=== Section Start ===
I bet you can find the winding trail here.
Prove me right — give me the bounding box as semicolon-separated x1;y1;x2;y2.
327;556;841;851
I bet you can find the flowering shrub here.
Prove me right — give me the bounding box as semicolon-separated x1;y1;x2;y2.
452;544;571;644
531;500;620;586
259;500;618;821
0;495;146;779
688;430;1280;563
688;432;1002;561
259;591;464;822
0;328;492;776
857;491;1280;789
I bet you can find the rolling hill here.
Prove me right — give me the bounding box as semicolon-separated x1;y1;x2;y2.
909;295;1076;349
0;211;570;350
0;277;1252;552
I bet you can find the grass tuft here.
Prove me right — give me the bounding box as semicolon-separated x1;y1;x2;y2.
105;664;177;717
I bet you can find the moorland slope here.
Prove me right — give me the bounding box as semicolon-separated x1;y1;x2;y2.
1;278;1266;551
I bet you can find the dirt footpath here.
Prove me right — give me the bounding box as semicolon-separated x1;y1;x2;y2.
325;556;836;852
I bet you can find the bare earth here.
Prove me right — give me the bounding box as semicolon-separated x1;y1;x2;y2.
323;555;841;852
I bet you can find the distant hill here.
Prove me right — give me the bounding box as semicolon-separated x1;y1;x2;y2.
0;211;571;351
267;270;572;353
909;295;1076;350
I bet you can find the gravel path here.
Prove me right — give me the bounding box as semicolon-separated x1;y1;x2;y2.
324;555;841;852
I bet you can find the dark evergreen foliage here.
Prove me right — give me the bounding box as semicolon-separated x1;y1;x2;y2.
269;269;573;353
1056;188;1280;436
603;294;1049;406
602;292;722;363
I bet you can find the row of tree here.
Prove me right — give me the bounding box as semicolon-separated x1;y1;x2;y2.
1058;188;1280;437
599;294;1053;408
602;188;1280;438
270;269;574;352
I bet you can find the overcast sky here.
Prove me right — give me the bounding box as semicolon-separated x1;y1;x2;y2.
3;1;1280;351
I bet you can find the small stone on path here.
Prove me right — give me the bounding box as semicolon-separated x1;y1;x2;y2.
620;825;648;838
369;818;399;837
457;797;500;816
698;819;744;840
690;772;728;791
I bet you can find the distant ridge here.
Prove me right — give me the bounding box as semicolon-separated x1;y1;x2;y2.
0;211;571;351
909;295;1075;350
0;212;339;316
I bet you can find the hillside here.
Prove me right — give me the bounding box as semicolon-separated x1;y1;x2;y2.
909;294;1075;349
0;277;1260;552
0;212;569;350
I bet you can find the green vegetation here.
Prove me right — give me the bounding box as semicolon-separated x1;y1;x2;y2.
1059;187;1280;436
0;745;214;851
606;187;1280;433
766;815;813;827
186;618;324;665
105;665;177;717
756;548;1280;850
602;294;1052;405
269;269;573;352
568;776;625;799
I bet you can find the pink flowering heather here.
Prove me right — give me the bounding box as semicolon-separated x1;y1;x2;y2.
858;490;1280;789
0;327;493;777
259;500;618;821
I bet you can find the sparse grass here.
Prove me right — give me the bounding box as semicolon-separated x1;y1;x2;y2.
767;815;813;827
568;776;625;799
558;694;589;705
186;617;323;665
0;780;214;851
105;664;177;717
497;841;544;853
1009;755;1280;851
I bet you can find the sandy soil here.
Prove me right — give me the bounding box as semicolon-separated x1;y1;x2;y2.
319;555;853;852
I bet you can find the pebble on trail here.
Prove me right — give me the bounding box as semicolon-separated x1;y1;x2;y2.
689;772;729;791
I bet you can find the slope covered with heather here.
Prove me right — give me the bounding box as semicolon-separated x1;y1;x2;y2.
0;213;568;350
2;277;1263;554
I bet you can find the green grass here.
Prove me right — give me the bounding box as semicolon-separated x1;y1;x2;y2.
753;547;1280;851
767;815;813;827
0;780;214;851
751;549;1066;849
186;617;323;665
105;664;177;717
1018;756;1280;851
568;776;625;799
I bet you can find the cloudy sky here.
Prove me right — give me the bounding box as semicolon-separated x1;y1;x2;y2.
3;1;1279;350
=== Section End ===
Starting at the line above that contains "I bet you can find the overcast sky here.", repeat each line exactly up to and including the line that contains "I bet you can find the distant ridge here.", and stop there.

I bet you can find the overcast sky here.
Prove me right — give me the bounding box as semicolon-separated x1;y1;x2;y2.
3;1;1280;351
I bet you can find the small stone on path here.
Prove me right — give me the bounding box as semicolon-separated x1;y1;x2;y2.
620;825;648;838
369;818;399;837
457;797;500;816
698;819;744;840
690;772;728;791
I bet you can find the distant ridge here.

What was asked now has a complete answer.